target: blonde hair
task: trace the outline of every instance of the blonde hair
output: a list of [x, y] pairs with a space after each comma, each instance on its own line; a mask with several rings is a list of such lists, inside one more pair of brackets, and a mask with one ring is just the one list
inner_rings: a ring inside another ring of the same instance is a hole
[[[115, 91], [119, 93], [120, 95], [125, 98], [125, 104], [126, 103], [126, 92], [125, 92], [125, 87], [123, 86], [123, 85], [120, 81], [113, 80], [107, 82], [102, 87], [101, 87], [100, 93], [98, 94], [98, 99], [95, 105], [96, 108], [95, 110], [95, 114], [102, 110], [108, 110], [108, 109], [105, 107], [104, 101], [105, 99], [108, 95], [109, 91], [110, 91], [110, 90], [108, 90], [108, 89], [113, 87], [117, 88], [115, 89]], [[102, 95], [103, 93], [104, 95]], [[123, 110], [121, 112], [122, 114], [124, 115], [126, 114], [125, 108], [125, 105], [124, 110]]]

**The exercise:** Give the lines of the listing above as a JSON list of strings, one string per line, with blank lines left out.

**Worked answer:**
[
  "target: blonde hair",
  "task: trace the outline of every instance of the blonde hair",
  "output: a list of [x, y] pairs with a space after each comma, each instance on its own line; a mask with several rings is a list of such lists, inside one more pair of brackets, and a mask with one ring is just the one list",
  "inner_rings: a ring inside another ring of the same instance is a hole",
  "[[[115, 91], [119, 93], [120, 95], [125, 98], [125, 104], [126, 103], [126, 92], [125, 92], [125, 87], [123, 86], [123, 85], [120, 81], [113, 80], [107, 82], [102, 87], [101, 87], [100, 93], [98, 94], [98, 99], [95, 105], [96, 108], [95, 110], [95, 114], [102, 110], [108, 110], [108, 109], [105, 107], [104, 101], [105, 99], [108, 95], [109, 91], [110, 91], [110, 90], [108, 90], [108, 89], [113, 87], [117, 88], [115, 89]], [[102, 95], [103, 93], [104, 95]], [[123, 110], [121, 112], [122, 114], [124, 115], [126, 114], [125, 108], [125, 105], [124, 110]]]"
]